Over the years I’ve attempted to analyze the allure of the
restaurant. Why do I and millions others flock to restaurants not only to mark
the memorable moments of our lives, but to treat ourselves and – of course – to
find sustenance. In a world in which we are responsible for each and every
minute of our lives: get up on time, make your bed, clean yourself, get
dressed, catch the subway, get off the right stop, work your ass off, return
emails, pick up your drycleaning, pay your bills, plan your vacation on-line, meet
your friends, find your keys, ad infinitum, it’s nice to sit down and take a
few hours off and let someone else (or a well-trained team of professionals)
satisfy your needs. What a beautiful concept! You take a seat in a lovely room,
someone hands you a printed list of what they are prepared to make for you, you
tell someone who comes right to your side what you want, they bring it to you,
you eat it and all you have to do is whip out some piece of plastic and figure
out a tip in the end.

#### Records from a point labeling set:
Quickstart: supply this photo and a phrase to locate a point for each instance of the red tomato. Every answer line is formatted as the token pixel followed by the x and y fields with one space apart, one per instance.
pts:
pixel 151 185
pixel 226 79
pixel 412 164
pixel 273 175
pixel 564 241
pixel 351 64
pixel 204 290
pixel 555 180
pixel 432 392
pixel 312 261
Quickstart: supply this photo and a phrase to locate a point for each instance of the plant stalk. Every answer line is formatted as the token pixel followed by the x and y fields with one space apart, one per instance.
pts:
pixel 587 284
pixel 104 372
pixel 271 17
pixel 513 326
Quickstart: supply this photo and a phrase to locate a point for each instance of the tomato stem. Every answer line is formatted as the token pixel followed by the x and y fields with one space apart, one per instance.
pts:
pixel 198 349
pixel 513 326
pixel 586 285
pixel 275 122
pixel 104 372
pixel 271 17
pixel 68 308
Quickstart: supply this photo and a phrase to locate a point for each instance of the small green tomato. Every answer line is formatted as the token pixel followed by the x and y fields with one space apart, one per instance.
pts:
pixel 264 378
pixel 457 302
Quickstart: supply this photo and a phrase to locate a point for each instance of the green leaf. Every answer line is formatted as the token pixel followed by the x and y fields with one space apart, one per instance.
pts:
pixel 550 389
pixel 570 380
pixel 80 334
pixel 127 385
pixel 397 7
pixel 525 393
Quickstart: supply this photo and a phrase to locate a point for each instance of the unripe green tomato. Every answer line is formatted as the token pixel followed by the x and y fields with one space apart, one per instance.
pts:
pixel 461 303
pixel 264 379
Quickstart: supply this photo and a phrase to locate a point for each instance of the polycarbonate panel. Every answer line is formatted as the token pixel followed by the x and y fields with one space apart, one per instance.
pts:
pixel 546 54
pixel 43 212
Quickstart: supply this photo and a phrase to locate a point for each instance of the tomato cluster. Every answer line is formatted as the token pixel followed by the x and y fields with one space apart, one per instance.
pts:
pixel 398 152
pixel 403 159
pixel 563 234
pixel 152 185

#### Exercise:
Please copy out the stretch of the restaurant passage from "Over the years" through "team of professionals)".

#### Task output:
Over the years I’ve attempted to analyze the allure of the
restaurant. Why do I and millions others flock to restaurants not only to mark
the memorable moments of our lives, but to treat ourselves and – of course – to
find sustenance. In a world in which we are responsible for each and every
minute of our lives: get up on time, make your bed, clean yourself, get
dressed, catch the subway, get off the right stop, work your ass off, return
emails, pick up your drycleaning, pay your bills, plan your vacation on-line, meet
your friends, find your keys, ad infinitum, it’s nice to sit down and take a
few hours off and let someone else (or a well-trained team of professionals)